Source excerpt:
[Start]

I like seeing the Filipino-style designs. And that's some pretty good tooling there, even for a ham-handed amateur as you call  yourself!

Thank you! 

 

5 hours ago, kiwican said:

Chief. Your skill set is always improving! Great job! 

Thank you! There's still so much to learn, I'm definitely hustling to do my best on pretty much everything (sometimes I skip steps or get lazy when I make things just for myself). 

19 minutes ago, Boriqua said:

I LOVE the tooling. My father was great with what I I will call primitive style patterns. Its a gift I don't seem to get the hang of. I am Jealous .. your piece looks fantastic.

Thank you! I'd love to see some of your father's work.

2 hours ago, billybopp said:

Looks pretty darn good, Chief!  That's a great looking knife too.

I only see three things I'd suggest doing differently - and bear in mind these are just my own opinions so take with a grain of salt.

1.  The stitching looks good, but does not exactly follow the outline of the sheath.  You could probably still trim off a small bit of leather from the edge to match the stitch line and it'll look good.

[End]

What to work on:
1. List every username that is quoted in the knife sheath thread.
2. Carry on the knife sheath thread from its last sentence.

[Named-object pointing items]
[Start]

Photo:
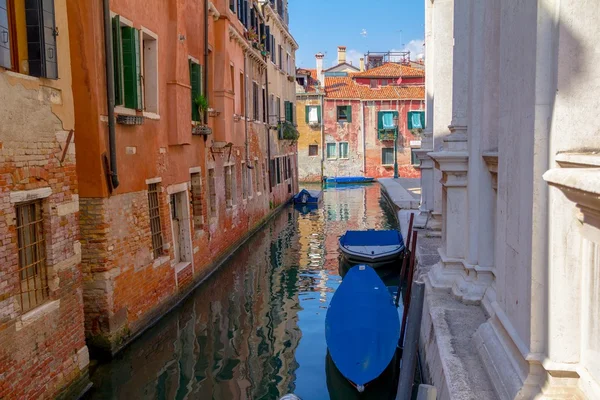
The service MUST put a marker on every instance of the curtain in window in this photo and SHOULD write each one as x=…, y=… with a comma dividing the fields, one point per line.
x=416, y=120
x=388, y=120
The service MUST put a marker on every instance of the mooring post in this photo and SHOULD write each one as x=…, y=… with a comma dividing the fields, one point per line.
x=411, y=344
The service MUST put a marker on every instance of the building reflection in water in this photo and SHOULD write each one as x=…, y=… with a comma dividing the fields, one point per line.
x=255, y=329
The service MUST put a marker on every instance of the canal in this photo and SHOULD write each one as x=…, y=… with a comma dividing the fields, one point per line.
x=255, y=328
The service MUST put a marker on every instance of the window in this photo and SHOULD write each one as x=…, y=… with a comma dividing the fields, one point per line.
x=33, y=275
x=196, y=84
x=387, y=156
x=242, y=96
x=414, y=160
x=331, y=150
x=150, y=72
x=28, y=38
x=343, y=149
x=255, y=103
x=264, y=104
x=128, y=63
x=416, y=120
x=155, y=228
x=196, y=195
x=212, y=191
x=289, y=111
x=244, y=188
x=344, y=113
x=313, y=114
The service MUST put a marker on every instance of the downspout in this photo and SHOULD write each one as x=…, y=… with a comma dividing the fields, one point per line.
x=110, y=93
x=322, y=136
x=362, y=121
x=205, y=77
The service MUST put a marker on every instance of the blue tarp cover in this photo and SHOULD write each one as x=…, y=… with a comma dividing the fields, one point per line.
x=362, y=326
x=372, y=238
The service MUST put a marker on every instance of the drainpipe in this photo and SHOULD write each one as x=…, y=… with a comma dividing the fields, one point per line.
x=322, y=136
x=206, y=69
x=362, y=121
x=110, y=93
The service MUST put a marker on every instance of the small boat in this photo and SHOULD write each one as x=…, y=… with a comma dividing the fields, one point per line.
x=375, y=248
x=362, y=327
x=308, y=197
x=348, y=179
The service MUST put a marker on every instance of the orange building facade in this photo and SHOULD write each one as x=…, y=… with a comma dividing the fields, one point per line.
x=199, y=158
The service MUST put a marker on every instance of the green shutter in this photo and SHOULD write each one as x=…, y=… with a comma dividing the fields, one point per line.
x=130, y=75
x=118, y=61
x=138, y=70
x=196, y=84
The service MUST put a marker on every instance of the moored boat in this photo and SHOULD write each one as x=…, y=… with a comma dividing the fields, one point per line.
x=377, y=248
x=362, y=327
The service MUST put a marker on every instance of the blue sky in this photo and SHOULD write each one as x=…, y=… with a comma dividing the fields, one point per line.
x=322, y=25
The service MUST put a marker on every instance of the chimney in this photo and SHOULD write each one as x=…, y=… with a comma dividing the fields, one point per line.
x=319, y=77
x=341, y=54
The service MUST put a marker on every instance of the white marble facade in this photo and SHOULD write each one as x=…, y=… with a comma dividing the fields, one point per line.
x=511, y=176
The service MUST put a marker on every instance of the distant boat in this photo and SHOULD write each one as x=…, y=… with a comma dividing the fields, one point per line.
x=362, y=327
x=308, y=197
x=348, y=179
x=377, y=248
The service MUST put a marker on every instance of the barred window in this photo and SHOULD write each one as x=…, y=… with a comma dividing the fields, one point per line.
x=33, y=275
x=155, y=227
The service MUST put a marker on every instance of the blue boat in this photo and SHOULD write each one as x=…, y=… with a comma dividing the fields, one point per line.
x=362, y=327
x=348, y=179
x=375, y=248
x=308, y=197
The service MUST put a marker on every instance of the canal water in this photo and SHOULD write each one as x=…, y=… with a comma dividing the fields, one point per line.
x=256, y=328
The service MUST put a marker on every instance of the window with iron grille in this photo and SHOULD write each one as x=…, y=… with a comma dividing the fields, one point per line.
x=155, y=226
x=33, y=275
x=212, y=191
x=196, y=194
x=387, y=156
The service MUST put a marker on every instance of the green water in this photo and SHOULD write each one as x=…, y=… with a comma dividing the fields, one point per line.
x=255, y=329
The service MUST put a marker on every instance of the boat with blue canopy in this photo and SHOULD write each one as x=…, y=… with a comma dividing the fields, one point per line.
x=377, y=248
x=347, y=179
x=362, y=327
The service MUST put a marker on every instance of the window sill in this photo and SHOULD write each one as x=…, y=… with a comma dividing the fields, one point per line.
x=151, y=115
x=125, y=111
x=158, y=262
x=37, y=313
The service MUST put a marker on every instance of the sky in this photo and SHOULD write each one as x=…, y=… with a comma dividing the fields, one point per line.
x=360, y=25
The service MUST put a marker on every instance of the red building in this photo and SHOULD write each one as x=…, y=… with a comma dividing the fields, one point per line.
x=360, y=108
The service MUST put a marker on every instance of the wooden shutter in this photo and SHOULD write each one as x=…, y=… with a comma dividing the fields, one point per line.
x=196, y=88
x=4, y=36
x=130, y=78
x=118, y=61
x=138, y=69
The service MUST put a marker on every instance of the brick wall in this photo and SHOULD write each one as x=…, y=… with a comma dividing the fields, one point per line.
x=42, y=350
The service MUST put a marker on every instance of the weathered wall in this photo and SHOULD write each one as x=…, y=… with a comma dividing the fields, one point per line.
x=42, y=351
x=309, y=167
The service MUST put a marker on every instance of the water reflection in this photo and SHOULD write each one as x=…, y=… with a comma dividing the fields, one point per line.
x=255, y=330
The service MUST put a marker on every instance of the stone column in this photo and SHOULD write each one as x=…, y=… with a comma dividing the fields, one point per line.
x=426, y=163
x=442, y=28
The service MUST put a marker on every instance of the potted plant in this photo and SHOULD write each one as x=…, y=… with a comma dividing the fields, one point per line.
x=200, y=128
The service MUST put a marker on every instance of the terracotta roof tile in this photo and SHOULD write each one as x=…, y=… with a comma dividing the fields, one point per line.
x=391, y=70
x=344, y=87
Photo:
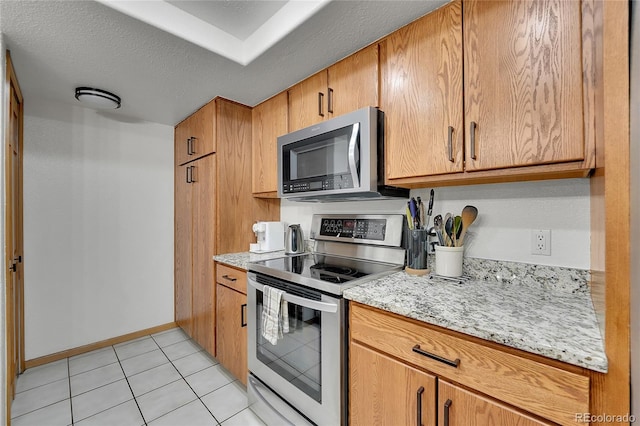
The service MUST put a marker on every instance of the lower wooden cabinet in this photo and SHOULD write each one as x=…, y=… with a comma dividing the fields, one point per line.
x=231, y=320
x=384, y=391
x=460, y=407
x=391, y=357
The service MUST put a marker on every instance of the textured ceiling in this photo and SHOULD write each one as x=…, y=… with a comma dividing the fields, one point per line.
x=57, y=45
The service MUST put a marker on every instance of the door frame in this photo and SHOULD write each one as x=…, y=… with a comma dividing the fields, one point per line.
x=14, y=225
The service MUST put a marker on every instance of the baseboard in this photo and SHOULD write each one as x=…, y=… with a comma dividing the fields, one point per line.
x=97, y=345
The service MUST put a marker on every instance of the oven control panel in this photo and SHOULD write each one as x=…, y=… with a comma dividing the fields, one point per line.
x=350, y=228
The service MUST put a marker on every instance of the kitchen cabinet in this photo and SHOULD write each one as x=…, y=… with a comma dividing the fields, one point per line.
x=195, y=136
x=346, y=86
x=491, y=373
x=421, y=75
x=268, y=120
x=523, y=83
x=214, y=213
x=460, y=407
x=237, y=209
x=526, y=113
x=231, y=319
x=384, y=391
x=194, y=248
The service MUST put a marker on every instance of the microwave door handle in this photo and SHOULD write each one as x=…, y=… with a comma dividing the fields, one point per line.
x=353, y=145
x=300, y=301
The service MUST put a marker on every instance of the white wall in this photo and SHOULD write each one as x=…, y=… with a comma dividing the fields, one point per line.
x=507, y=214
x=635, y=209
x=98, y=226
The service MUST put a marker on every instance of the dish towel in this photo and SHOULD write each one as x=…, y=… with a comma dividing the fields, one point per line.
x=275, y=315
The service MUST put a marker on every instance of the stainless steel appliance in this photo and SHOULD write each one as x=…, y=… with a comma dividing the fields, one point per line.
x=302, y=379
x=337, y=160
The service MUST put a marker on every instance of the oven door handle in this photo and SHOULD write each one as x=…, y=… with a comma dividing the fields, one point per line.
x=300, y=301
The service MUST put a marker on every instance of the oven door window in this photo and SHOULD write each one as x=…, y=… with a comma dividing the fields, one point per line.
x=297, y=356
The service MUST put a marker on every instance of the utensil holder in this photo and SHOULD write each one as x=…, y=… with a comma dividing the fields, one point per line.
x=417, y=247
x=449, y=261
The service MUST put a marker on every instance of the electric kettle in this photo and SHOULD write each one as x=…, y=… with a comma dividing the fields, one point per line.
x=294, y=241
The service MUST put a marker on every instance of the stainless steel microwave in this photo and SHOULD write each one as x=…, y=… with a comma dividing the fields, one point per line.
x=340, y=159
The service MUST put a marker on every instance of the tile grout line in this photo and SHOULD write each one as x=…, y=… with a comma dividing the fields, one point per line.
x=185, y=380
x=129, y=384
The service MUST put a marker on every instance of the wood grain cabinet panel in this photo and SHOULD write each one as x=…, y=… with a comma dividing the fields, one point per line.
x=523, y=83
x=344, y=87
x=538, y=388
x=460, y=407
x=231, y=321
x=422, y=96
x=269, y=120
x=384, y=391
x=195, y=136
x=183, y=253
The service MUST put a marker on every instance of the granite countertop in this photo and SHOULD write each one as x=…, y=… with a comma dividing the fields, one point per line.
x=240, y=260
x=542, y=310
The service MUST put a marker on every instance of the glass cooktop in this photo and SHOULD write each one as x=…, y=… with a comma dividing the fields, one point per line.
x=324, y=272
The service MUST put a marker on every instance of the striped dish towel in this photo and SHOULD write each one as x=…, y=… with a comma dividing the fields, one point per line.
x=275, y=315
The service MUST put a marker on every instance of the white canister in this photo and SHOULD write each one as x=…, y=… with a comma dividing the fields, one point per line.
x=449, y=261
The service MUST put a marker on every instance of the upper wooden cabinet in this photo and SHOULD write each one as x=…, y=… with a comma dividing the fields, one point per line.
x=523, y=83
x=421, y=69
x=195, y=135
x=346, y=86
x=527, y=112
x=269, y=120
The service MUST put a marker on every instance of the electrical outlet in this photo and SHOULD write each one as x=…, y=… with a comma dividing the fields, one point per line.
x=541, y=242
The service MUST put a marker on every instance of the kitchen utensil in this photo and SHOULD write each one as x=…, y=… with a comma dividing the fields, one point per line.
x=294, y=242
x=469, y=214
x=457, y=229
x=437, y=225
x=448, y=228
x=430, y=209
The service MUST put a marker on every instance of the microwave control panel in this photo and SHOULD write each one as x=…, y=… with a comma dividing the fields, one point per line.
x=319, y=184
x=366, y=229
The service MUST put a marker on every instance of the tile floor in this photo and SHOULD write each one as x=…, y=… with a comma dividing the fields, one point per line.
x=161, y=379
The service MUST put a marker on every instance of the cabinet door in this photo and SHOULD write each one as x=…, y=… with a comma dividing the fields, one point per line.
x=422, y=96
x=269, y=120
x=182, y=143
x=353, y=82
x=183, y=249
x=231, y=313
x=523, y=83
x=204, y=172
x=459, y=407
x=383, y=391
x=238, y=210
x=308, y=101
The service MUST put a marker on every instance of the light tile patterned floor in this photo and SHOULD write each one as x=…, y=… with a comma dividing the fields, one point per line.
x=161, y=379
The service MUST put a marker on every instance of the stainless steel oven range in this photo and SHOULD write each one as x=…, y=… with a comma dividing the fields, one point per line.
x=302, y=379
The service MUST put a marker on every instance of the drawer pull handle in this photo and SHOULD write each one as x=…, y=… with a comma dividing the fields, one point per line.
x=473, y=139
x=447, y=405
x=419, y=405
x=450, y=144
x=455, y=363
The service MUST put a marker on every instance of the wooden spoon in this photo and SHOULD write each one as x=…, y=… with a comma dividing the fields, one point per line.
x=469, y=214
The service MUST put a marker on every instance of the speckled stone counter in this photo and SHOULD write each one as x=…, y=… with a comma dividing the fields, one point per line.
x=240, y=260
x=542, y=310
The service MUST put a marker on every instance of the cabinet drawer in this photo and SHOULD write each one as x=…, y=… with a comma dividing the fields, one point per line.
x=538, y=388
x=232, y=278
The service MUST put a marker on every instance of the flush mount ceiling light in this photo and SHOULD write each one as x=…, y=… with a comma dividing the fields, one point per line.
x=96, y=98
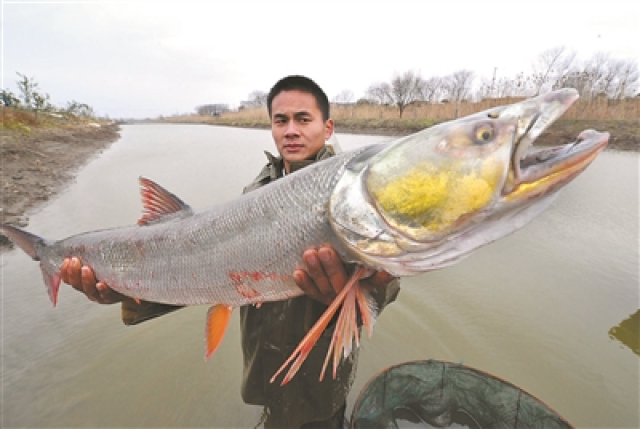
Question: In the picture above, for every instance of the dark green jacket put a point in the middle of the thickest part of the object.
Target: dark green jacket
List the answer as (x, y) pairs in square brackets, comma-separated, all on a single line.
[(271, 332)]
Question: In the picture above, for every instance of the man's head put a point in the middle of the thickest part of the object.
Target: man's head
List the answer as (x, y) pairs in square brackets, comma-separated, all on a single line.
[(300, 120)]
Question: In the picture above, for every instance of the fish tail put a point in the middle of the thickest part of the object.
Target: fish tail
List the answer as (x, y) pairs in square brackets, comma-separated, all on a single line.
[(345, 331), (30, 243)]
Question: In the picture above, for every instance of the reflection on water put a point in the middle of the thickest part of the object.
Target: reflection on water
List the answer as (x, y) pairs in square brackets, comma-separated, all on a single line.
[(628, 332), (534, 308), (431, 393)]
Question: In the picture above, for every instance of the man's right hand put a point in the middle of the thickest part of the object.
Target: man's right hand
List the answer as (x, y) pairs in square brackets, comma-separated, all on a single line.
[(83, 279)]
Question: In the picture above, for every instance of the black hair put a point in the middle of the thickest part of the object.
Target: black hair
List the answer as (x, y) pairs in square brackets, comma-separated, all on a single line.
[(303, 84)]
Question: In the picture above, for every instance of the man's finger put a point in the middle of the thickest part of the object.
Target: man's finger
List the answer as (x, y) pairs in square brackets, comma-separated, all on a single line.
[(333, 267), (74, 274), (379, 279), (318, 278), (106, 295)]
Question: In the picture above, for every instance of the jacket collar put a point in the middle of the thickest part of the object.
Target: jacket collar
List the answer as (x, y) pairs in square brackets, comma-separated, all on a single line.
[(277, 163)]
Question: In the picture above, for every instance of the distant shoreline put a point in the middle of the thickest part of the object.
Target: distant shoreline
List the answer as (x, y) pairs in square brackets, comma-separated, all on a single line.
[(625, 135)]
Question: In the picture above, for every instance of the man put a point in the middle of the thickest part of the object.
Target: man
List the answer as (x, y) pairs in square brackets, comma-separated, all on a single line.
[(300, 125)]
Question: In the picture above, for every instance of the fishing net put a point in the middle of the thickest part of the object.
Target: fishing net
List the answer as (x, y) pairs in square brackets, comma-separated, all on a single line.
[(443, 394)]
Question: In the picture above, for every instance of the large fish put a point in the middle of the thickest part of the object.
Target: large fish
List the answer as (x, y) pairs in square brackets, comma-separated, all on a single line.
[(412, 205)]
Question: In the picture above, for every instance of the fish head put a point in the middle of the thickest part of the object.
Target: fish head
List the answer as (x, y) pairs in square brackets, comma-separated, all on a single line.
[(429, 199)]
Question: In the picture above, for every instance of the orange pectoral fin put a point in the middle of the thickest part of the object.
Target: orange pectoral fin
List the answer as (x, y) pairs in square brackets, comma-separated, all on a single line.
[(217, 320)]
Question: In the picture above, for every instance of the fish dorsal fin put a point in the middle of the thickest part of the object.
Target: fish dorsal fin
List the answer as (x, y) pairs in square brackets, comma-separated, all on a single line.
[(158, 203)]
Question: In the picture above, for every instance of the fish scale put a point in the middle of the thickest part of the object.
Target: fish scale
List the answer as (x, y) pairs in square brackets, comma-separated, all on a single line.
[(203, 259), (415, 204)]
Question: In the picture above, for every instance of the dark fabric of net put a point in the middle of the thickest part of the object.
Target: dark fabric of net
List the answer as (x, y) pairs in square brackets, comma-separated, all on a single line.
[(442, 394)]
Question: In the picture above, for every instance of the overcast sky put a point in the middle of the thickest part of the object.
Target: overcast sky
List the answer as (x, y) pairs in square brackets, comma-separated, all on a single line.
[(149, 58)]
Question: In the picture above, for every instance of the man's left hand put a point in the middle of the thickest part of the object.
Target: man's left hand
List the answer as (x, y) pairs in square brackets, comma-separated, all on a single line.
[(325, 275)]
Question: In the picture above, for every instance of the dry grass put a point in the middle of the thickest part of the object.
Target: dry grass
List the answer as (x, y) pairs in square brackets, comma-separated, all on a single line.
[(598, 109)]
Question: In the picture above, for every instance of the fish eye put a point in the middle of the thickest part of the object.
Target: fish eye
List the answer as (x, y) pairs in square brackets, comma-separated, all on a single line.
[(484, 134)]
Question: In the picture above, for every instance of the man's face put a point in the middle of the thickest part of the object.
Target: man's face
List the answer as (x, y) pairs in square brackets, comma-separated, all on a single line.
[(297, 126)]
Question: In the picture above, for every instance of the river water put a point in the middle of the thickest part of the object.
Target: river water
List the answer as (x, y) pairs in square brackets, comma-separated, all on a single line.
[(537, 308)]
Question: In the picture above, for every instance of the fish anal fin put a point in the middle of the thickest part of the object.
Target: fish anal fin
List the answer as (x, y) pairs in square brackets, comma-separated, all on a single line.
[(158, 203), (345, 336), (217, 320), (52, 281)]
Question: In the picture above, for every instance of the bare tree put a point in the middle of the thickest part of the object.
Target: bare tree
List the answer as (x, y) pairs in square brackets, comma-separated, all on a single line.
[(432, 89), (345, 96), (551, 66), (79, 109), (212, 109), (378, 93), (458, 85), (405, 89), (256, 99), (628, 79)]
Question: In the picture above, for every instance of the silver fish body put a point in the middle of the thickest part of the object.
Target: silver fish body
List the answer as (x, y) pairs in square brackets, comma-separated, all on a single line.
[(241, 253), (412, 205)]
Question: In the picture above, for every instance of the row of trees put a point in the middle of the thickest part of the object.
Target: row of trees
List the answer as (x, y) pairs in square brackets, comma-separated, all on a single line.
[(599, 76), (31, 97)]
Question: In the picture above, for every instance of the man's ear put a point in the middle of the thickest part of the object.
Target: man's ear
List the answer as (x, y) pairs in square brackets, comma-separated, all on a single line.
[(328, 129)]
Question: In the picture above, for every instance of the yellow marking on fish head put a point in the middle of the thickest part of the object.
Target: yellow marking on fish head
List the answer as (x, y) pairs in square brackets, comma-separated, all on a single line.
[(424, 194)]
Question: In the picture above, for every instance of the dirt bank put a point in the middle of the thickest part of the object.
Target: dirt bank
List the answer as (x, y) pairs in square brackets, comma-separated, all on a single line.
[(37, 166)]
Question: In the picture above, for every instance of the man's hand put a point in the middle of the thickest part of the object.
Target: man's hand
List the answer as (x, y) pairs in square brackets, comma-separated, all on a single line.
[(83, 279), (325, 275)]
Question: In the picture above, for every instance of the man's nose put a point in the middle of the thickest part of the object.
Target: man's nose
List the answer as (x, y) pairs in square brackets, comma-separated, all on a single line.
[(291, 129)]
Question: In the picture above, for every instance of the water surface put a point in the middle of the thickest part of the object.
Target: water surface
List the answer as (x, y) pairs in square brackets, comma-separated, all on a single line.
[(536, 308)]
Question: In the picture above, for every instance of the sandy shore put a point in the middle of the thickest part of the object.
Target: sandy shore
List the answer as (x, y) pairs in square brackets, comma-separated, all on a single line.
[(38, 166)]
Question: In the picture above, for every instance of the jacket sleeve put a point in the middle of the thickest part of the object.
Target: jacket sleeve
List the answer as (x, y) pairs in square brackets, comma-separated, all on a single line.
[(134, 313), (386, 295)]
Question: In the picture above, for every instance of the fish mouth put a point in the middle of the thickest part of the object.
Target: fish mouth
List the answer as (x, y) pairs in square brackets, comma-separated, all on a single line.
[(533, 171)]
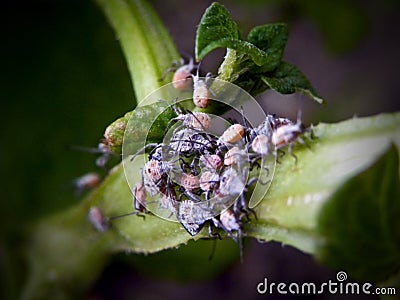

[End]

Outputs for the tasks:
1. kiwican, Boriqua, billybopp

2.
2.  The parallel lines in the figure at the right of the sheath aren't quite parallel.  It ain't easy,  to get them exactly right and is something that I had trouble with too.  There is a simple solution ... A beader blade for your swivel knife.  It has two cutting edges a set distance apart.  I think I got mine from eBay, but Barry King sells them in varying widths.  If you aren't really going for parallel, you can exaggerate the curves a bit more to make it look more intentional.   All that said, it still doesn't look bad!

3.  There are a few stray tool marks where the tool went onto the smooth leather.  That's still possibly fixable by rubbing those areas with a modelling spoon.

Nevertheless, really good work!

-Bill

Thank you for the tips! I always struggle with tooling because I will often stray outside of the lines. I haven't tried smoothing them out with the spoon... didn't even think of that. As for the beader blade, I haven't even heard of this! I was going for parallel but my swivel knife skills aren't there yet so that blade is a must now! Thank  you again! Next pay check I think I'll pick me up a couple blades. Are they hard to sharpen?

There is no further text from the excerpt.